I'd try to find out how to change the frequency first.

A few questions:
1) If you mounted something in the wall switch, is it line of sight from where your lying?
2) Does the wall swich have a neutral in the box? Typically it's no.

How about:

https://www.dimmers.net/fanlight.asp

and

https://www.electro-tech-online.com/custompdfs/2011/08/Spec20Guide20Volume20120Maestro20IR.pdf

I didn't find the install instructions when I quickly looked.
 
Last edited:
Thank you. The house was set up very expensively with both a fan wall switch and the light on the bottom of the fan with a wall dimmer in every room in 1988. I am certain there is a neutral. There is a line of sight from the bed to the wall. I had the remote kit installed before I had a bedside lamp on both sides of the bed so I really do not need to turn off or on the light part of the fan. The new fan came with fluorescent lights so a dimmer is out. Turning the fan from low to high and back to off in the early morning is my main concern.

I tried moving the DIP switches around, but the instructions said they were only to change from incandescent to fluorescent lights. I am only a half mile from a sheriff station and the same distance to the EMT station so I am certain that I get a lot of strong RF interference from these sources. I have heard of the X-10 system but I have no idea which one to choose or if they use TV like remote IR controls.

Entries provided
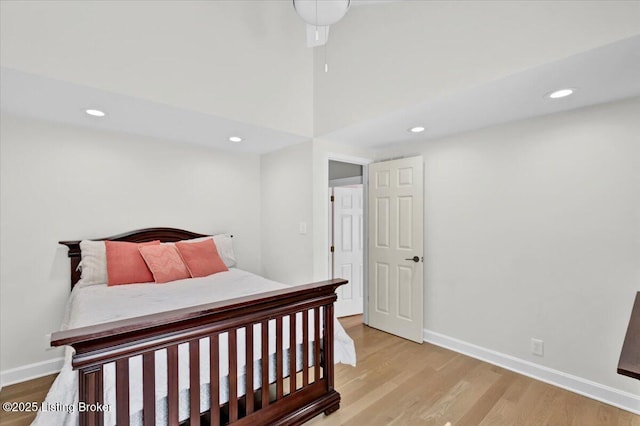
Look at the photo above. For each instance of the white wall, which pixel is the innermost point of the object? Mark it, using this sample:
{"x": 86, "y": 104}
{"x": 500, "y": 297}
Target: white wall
{"x": 286, "y": 176}
{"x": 532, "y": 229}
{"x": 388, "y": 56}
{"x": 234, "y": 59}
{"x": 60, "y": 183}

Challenge 1
In the forum thread, what is the main concern about operating the fan in the early morning?
Challenge 2
Reproduce the stretch of the forum thread from "I'd try to find" through "Typically it's no.".
The entries above are separate material and have no connection to the forum thread.

Full response 1
The main concern is turning the fan from low to high and back to off in the early morning.

Full response 2
I'd try to find out how to change the frequency first.

A few questions:
1) If you mounted something in the wall switch, is it line of sight from where your lying?
2) Does the wall swich have a neutral in the box? Typically it's no.